[Image object location entries]
------------------------------------------------------------

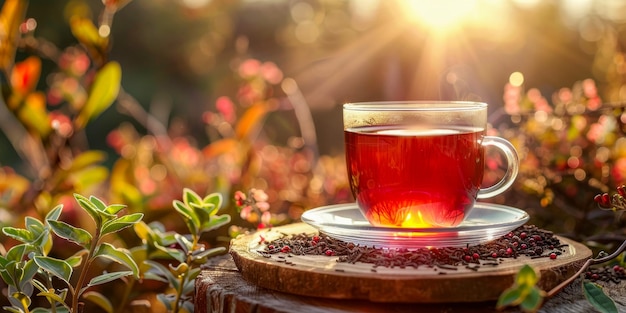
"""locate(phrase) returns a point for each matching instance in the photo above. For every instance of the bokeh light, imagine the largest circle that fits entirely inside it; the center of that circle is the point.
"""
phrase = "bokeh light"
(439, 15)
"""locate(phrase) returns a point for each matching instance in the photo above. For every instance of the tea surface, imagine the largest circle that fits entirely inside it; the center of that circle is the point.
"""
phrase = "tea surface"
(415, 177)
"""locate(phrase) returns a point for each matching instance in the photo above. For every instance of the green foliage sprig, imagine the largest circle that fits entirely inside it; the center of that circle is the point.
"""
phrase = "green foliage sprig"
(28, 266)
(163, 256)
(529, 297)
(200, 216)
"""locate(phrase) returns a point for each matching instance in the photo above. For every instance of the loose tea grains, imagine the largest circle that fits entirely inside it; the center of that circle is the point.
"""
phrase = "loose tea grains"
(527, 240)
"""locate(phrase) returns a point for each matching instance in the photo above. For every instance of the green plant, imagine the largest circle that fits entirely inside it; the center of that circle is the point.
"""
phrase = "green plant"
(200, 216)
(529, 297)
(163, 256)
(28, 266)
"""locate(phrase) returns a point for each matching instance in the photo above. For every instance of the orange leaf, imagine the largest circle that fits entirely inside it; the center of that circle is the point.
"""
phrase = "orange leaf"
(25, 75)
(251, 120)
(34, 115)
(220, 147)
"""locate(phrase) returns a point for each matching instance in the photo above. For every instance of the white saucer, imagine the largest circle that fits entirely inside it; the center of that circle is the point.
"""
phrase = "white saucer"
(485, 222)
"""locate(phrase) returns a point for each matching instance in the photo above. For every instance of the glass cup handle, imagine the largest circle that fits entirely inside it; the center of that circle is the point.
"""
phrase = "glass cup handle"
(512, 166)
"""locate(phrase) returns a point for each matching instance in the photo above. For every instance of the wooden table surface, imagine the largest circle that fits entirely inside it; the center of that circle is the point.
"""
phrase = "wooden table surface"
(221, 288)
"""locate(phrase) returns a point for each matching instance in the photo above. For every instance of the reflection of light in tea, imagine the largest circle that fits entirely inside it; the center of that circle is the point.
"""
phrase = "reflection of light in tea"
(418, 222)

------------------------------------------------------------

What you will do – Repeat exactly the lines from the line containing "of the white" through the end of the listing above; both boundary lines are part of the output.

Task answer –
"""locate(phrase) returns a point for each matching instance in the photo above. For every instance of the white saucer, imagine the largest circle that fits entirely inside it; the center of that circle is the point.
"""
phrase = "white saucer"
(485, 222)
"""locate(phrase) returns a point for each matching instance in the photo above. For every instance of the glass cup handle, imagine the largest circle that fits entirely inside it; the center of that circle is the point.
"""
phrase = "glass cup handle"
(512, 166)
"""locate(phrase) returns a point for each matching instance in the photo above. For every instance of the wooden table surface, imagine the largest circle that fits entirely inside it; the center of that circle is the point.
"""
phrase = "wooden table surface"
(221, 288)
"""locate(phrase) returns a point for each matching instance in the photo above. For every instance of the reflection of light in tea, imagine the largest circle that fits entirely inside it; the center of that circle is the point.
"""
phrase = "reflection of light in tea"
(418, 222)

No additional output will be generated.